** EXCERPT **
....

Steps 3 and 4 are covered in more depth by the vignette entitled ["How to Use the
__rstanarm__ Package"](rstanarm.html). This vignette focuses on Step 1 when the likelihood is
the product of independent normal distributions.

The goal of the __rstanarm__ package is to make Bayesian estimation of common
regression models routine. That goal can be partially accomplished by providing
interfaces that are similar to the popular formula-based interfaces to 
frequentist estimators of those regression models. But fully accomplishing that
goal sometimes entails utilizing priors that applied researchers are unaware
that they prefer. These priors are intended to work well for any data that a
user might pass to the interface that was generated according to the assumptions
of the likelihood function.

It is important to distinguish between priors that are easy for applied 
researchers to _specify_ and priors that are easy for applied researchers to 
_conceptualize_. The prior described below emphasizes the former but we outline
its derivation so that applied researchers may feel more comfortable utilizing 
it.

# Likelihood

The likelihood for one observation under a linear model can be written as a
conditionally normal PDF
$$\frac{1}{\sigma_{\epsilon} \sqrt{2 \pi}} 
  e^{-\frac{1}{2} \left(\frac{y - \mu}{\sigma_{\epsilon}}\right)^2},$$
where $\mu = \alpha + \mathbf{x}^\top \boldsymbol{\beta}$ is a linear predictor
and $\sigma_{\epsilon}$ is the standard deviation of the error in predicting
the outcome, $y$. The likelihood of the entire sample is the product of $N$
individual likelihood contributions.

It is well-known that the likelihood of the sample is maximized when the 
sum-of-squared residuals is minimized, which occurs when
$$ \widehat{\boldsymbol{\beta}} = \left(\mathbf{X}^\top \mathbf{X}\right)^{-1}
                                   \mathbf{X}^\top \mathbf{y}, $$
$$ \widehat{\alpha} = \overline{y} - \overline{\mathbf{x}}^\top 
                                     \widehat{\boldsymbol{\beta}}, $$
$$ \widehat{\sigma}_{\epsilon}^2 = 
  \frac{\left(\mathbf{y} - \widehat{\alpha} - \mathbf{X} \widehat{
                                              \boldsymbol{\beta}}\right)^\top
        \left(\mathbf{y} - \widehat{\alpha} - \mathbf{X} \widehat{
                                              \boldsymbol{\beta}}\right)}{N},$$
where $\overline{\mathbf{x}}$ is a vector that contains the sample means of the
$K$ predictors, $\mathbf{X}$ is a $N \times K$ matrix of _centered_ predictors, 
$\mathbf{y}$ is a $N$-vector of outcomes and $\overline{y}$ is the sample mean 
of the outcome.

....

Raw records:
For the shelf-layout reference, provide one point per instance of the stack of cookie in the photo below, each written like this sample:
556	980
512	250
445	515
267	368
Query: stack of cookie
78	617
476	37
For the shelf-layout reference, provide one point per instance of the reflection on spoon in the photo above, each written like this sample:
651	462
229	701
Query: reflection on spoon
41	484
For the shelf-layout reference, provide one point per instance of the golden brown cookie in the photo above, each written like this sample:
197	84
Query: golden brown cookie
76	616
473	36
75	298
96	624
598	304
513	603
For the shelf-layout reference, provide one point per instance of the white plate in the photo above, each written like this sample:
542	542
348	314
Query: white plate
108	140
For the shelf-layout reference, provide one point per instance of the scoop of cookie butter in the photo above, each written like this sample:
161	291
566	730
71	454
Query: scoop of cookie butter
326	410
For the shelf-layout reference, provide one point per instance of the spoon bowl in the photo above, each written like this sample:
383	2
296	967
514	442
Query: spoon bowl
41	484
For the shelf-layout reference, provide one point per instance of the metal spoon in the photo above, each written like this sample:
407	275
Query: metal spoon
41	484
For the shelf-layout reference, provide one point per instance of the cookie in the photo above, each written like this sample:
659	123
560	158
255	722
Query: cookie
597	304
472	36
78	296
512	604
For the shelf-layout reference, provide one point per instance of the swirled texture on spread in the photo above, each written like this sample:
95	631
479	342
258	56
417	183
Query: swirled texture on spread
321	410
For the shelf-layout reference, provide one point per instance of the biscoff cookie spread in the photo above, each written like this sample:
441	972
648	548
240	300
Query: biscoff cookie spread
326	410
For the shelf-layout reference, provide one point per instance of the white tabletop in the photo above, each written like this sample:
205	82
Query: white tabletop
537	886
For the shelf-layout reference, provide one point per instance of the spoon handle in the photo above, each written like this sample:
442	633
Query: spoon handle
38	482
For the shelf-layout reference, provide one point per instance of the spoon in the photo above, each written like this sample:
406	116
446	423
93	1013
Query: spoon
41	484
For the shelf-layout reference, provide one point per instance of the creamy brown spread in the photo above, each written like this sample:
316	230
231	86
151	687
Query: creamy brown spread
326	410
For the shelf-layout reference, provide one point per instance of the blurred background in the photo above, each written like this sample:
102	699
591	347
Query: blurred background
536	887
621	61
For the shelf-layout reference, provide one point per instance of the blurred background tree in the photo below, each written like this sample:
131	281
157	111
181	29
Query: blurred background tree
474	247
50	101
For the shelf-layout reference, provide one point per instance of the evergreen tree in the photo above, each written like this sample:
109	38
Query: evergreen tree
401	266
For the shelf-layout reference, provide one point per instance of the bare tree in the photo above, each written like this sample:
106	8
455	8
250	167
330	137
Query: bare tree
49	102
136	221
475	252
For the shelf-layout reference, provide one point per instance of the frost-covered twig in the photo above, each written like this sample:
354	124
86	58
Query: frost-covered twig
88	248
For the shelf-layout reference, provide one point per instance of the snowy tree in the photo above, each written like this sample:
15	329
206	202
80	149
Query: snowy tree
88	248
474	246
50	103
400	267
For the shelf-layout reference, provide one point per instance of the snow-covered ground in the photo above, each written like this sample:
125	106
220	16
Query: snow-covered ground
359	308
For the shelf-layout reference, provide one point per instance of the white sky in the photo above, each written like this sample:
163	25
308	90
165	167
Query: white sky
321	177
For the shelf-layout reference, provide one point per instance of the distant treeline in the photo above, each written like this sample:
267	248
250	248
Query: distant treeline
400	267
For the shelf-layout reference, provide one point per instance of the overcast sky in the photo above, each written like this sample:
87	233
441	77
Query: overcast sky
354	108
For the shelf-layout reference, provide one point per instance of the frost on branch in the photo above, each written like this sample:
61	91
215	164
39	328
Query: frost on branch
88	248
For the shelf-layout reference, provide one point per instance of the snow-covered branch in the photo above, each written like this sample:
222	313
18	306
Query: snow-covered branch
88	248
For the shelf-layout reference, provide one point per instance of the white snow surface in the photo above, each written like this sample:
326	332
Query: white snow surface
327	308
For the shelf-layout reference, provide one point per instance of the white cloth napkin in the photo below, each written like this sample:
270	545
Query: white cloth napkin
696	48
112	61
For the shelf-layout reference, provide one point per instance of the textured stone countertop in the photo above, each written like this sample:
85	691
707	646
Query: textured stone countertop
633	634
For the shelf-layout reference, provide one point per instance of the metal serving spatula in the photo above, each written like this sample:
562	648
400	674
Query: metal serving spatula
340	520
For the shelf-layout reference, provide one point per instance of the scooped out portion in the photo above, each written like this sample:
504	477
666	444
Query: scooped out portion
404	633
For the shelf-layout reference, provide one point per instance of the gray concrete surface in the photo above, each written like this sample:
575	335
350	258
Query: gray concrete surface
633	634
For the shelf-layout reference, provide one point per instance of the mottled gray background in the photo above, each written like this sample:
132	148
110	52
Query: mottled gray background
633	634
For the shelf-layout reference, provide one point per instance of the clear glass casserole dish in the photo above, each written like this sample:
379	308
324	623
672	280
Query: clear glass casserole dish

....

** WHAT YOU WILL DO **
(a) Output the passage of the rstanarm excerpt from "The goal of" up to and including "the likelihood function.".
(b) According to the rstanarm excerpt, what is the goal of the rstanarm package?

** RESPONSE LIST **
(a)
The goal of the __rstanarm__ package is to make Bayesian estimation of common
regression models routine. That goal can be partially accomplished by providing
interfaces that are similar to the popular formula-based interfaces to 
frequentist estimators of those regression models. But fully accomplishing that
goal sometimes entails utilizing priors that applied researchers are unaware
that they prefer. These priors are intended to work well for any data that a
user might pass to the interface that was generated according to the assumptions
of the likelihood function.

(b) To make Bayesian estimation of common regression models routine.